- [Tâche à réaliser] Recopiez intégralement et à l’identique le texte ci-dessous consacré à l’essai de Jean-Pierre Digard sur la cause animale.

LECTURE/POLÉMIQUE L’Animal n’est pas un homme comme les autres
Dans un petit livre mordant, Jean-Pierre Digard refuse de sacrifier la respectabilité de l’homme sur l’autel de la défense de prétendus « droits animaux ».
On serait tenté de ne pas les prendre au sérieux, tant l’outrance de certains militants de la cause animale tourne à la caricature : ainsi d’une exposition à la Villette, où des loutres avaient été conviées pour « témoigner au nom des autres animaux » . A croire qu’à force d’humaniser les palourdes, certains éthologues militants finissent par devenir eux- mêmes des « mollusques » ! Mais les bouchers charcutiers, eux, n’ont plus le coeur à en rire. Dans une lettre du 22 juin dernier, les représentants de la profession ont demandé à Gérard Collomb une protection policière, suite à de nombreuses attaques ou intimidations perpétrées par des groupuscules végans. Jean-Pierre Digard non plus ne rit plus: dans cet essai, cet ancien directeur de recherche du CNRS, ethnologue des relations entre humains et animaux, sonne la charge contre les animalistes. Avec du recul et le souci de la nuance, il recontextualise la montée des revendications de « libération animale » en la replaçant dans un mouvement historique de renforcement du lien affectif entre hommes et animaux. Ce basculement, qui a vu notamment une explosion du nombre d’animaux de compagnie, a également creusé la distance entre les hommes et la vie animale… avant de « disneylandiser » la faune sauvage à grand renfort de documentaires animaliers.

- [Données sources]
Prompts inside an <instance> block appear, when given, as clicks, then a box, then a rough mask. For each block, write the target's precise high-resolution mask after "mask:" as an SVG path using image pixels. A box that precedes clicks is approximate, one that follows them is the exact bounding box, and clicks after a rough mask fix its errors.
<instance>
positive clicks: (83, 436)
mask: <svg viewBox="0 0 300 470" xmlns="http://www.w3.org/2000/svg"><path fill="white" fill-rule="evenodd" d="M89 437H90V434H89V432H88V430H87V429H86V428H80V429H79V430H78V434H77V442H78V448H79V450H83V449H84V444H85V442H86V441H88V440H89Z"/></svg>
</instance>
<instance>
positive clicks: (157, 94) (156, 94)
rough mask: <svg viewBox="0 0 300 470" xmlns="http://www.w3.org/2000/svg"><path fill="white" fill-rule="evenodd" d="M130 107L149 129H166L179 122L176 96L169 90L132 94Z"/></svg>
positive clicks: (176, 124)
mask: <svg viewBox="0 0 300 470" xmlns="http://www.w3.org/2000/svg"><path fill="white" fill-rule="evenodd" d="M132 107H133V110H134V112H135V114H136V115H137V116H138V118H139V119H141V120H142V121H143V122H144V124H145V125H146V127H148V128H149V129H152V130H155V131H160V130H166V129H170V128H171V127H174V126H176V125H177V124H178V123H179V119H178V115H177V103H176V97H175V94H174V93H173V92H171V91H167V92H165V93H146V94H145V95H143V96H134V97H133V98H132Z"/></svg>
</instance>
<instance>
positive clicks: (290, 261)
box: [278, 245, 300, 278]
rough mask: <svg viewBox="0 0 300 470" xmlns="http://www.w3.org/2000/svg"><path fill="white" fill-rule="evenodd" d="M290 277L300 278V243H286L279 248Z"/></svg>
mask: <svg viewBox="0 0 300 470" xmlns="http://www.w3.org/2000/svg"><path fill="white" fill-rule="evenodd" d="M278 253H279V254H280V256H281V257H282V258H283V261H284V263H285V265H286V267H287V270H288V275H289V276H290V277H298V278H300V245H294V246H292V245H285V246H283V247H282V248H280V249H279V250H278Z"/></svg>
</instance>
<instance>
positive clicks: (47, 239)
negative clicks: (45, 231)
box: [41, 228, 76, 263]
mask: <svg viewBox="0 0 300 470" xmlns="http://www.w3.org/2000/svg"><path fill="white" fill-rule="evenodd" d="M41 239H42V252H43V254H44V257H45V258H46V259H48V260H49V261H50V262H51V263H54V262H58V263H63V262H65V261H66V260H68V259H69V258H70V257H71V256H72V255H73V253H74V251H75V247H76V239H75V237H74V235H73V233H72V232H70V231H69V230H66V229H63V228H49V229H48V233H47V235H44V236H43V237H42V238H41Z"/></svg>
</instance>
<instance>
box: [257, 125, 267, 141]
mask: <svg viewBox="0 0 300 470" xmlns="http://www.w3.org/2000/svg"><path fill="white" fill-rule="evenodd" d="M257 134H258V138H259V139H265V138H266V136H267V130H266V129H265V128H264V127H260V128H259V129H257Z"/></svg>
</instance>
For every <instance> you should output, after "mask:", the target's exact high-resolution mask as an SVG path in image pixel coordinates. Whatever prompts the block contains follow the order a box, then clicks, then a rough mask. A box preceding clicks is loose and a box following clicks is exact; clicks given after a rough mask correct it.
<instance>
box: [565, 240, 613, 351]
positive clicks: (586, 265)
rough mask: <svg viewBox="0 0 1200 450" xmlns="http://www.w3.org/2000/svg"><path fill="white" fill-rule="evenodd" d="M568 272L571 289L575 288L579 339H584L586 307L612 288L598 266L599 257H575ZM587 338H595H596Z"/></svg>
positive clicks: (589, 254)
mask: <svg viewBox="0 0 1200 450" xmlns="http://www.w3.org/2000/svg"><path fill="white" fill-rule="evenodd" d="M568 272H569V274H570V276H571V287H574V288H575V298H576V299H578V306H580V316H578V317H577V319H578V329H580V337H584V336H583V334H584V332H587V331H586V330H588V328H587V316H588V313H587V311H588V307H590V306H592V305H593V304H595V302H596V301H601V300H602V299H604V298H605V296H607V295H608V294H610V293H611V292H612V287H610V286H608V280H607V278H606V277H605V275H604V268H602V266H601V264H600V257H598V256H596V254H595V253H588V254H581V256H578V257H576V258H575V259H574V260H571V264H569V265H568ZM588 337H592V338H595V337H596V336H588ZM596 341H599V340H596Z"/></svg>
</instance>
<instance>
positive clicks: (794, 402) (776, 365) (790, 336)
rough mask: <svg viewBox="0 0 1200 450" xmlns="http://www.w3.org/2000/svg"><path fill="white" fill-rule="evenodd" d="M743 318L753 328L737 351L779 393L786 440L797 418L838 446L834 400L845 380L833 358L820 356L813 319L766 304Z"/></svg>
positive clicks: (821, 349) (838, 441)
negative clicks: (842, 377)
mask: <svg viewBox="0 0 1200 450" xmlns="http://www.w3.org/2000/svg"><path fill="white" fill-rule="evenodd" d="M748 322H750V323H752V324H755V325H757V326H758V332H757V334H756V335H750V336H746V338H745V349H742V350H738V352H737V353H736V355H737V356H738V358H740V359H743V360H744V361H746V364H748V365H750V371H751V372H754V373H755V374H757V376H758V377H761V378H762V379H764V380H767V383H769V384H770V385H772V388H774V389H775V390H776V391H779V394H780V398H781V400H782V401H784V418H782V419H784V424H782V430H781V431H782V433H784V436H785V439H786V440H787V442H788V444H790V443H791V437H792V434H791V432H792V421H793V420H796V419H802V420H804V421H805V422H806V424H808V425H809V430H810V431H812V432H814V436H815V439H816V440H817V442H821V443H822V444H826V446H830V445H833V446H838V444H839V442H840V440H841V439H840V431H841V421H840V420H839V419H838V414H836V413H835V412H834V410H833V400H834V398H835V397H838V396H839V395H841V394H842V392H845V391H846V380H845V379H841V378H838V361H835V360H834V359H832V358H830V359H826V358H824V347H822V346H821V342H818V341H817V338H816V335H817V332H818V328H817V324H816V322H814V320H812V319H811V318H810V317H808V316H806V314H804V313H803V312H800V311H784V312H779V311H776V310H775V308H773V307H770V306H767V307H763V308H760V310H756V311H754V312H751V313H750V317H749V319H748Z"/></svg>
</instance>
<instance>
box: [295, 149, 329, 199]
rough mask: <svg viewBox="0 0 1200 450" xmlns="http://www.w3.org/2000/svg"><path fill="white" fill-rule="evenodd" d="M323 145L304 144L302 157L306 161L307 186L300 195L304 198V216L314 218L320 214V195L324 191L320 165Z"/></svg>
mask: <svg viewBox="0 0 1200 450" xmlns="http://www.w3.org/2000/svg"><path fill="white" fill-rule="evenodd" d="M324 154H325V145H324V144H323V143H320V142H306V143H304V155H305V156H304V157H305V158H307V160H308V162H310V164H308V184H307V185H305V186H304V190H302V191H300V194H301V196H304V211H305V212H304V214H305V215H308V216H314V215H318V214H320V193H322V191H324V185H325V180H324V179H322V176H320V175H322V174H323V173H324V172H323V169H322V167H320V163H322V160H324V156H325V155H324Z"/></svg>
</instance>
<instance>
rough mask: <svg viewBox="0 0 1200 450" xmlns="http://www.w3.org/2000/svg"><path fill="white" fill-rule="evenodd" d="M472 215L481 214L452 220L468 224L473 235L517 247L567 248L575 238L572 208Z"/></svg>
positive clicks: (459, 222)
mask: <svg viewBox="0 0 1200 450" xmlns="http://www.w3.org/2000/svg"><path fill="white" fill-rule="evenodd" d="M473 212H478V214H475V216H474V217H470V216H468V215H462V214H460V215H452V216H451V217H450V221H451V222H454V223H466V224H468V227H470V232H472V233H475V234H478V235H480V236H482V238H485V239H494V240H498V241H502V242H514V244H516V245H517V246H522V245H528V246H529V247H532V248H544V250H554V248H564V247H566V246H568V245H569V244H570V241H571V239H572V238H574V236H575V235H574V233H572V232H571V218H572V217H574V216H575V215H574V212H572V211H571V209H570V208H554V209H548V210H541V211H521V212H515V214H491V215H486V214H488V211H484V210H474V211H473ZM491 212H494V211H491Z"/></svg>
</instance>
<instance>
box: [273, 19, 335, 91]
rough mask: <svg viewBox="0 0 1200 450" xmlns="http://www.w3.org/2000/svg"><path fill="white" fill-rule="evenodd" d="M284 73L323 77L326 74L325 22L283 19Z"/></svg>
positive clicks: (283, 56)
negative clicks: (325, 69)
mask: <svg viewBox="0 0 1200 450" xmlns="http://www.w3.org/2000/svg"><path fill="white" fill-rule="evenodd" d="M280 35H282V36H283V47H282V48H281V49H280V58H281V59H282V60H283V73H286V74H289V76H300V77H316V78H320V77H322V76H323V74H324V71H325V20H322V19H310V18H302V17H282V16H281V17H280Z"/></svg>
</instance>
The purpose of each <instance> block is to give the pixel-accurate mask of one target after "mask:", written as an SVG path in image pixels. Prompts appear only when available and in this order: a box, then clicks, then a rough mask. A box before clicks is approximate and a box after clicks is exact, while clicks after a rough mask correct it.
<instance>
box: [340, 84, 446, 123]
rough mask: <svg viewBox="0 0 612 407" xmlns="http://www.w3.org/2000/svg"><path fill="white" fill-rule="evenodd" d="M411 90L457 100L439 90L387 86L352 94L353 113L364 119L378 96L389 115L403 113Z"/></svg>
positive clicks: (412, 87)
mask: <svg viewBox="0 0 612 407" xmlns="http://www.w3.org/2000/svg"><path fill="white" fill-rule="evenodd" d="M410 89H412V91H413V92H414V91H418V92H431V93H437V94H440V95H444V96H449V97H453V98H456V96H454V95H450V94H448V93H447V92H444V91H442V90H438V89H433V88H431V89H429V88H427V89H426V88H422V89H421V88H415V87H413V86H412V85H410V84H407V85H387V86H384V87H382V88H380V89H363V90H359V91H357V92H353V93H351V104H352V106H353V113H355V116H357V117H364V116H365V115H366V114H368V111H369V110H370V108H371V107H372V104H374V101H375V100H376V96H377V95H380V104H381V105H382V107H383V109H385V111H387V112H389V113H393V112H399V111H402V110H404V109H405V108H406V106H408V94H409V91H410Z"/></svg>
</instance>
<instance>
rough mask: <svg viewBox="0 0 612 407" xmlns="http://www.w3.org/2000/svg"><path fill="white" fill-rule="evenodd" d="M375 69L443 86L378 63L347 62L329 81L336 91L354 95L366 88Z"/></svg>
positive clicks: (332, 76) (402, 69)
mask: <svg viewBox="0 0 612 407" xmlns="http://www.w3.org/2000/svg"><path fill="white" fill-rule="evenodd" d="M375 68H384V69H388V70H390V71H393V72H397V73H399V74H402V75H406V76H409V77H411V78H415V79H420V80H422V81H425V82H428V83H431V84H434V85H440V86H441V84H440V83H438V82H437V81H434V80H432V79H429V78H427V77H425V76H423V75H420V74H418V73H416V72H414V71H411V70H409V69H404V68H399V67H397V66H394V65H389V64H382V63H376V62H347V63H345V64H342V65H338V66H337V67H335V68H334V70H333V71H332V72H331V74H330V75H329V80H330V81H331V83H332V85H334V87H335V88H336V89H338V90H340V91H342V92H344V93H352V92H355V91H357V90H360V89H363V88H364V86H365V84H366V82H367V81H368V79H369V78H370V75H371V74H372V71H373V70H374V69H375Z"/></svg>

- [Corrigé de tâche]
LECTURE/POLÉMIQUE L’Animal n’est pas un homme comme les autres
Dans un petit livre mordant, Jean-Pierre Digard refuse de sacrifier la respectabilité de l’homme sur l’autel de la défense de prétendus « droits animaux ».
On serait tenté de ne pas les prendre au sérieux, tant l’outrance de certains militants de la cause animale tourne à la caricature : ainsi d’une exposition à la Villette, où des loutres avaient été conviées pour « témoigner au nom des autres animaux » . A croire qu’à force d’humaniser les palourdes, certains éthologues militants finissent par devenir eux- mêmes des « mollusques » ! Mais les bouchers charcutiers, eux, n’ont plus le coeur à en rire. Dans une lettre du 22 juin dernier, les représentants de la profession ont demandé à Gérard Collomb une protection policière, suite à de nombreuses attaques ou intimidations perpétrées par des groupuscules végans. Jean-Pierre Digard non plus ne rit plus: dans cet essai, cet ancien directeur de recherche du CNRS, ethnologue des relations entre humains et animaux, sonne la charge contre les animalistes. Avec du recul et le souci de la nuance, il recontextualise la montée des revendications de « libération animale » en la replaçant dans un mouvement historique de renforcement du lien affectif entre hommes et animaux. Ce basculement, qui a vu notamment une explosion du nombre d’animaux de compagnie, a également creusé la distance entre les hommes et la vie animale… avant de « disneylandiser » la faune sauvage à grand renfort de documentaires animaliers.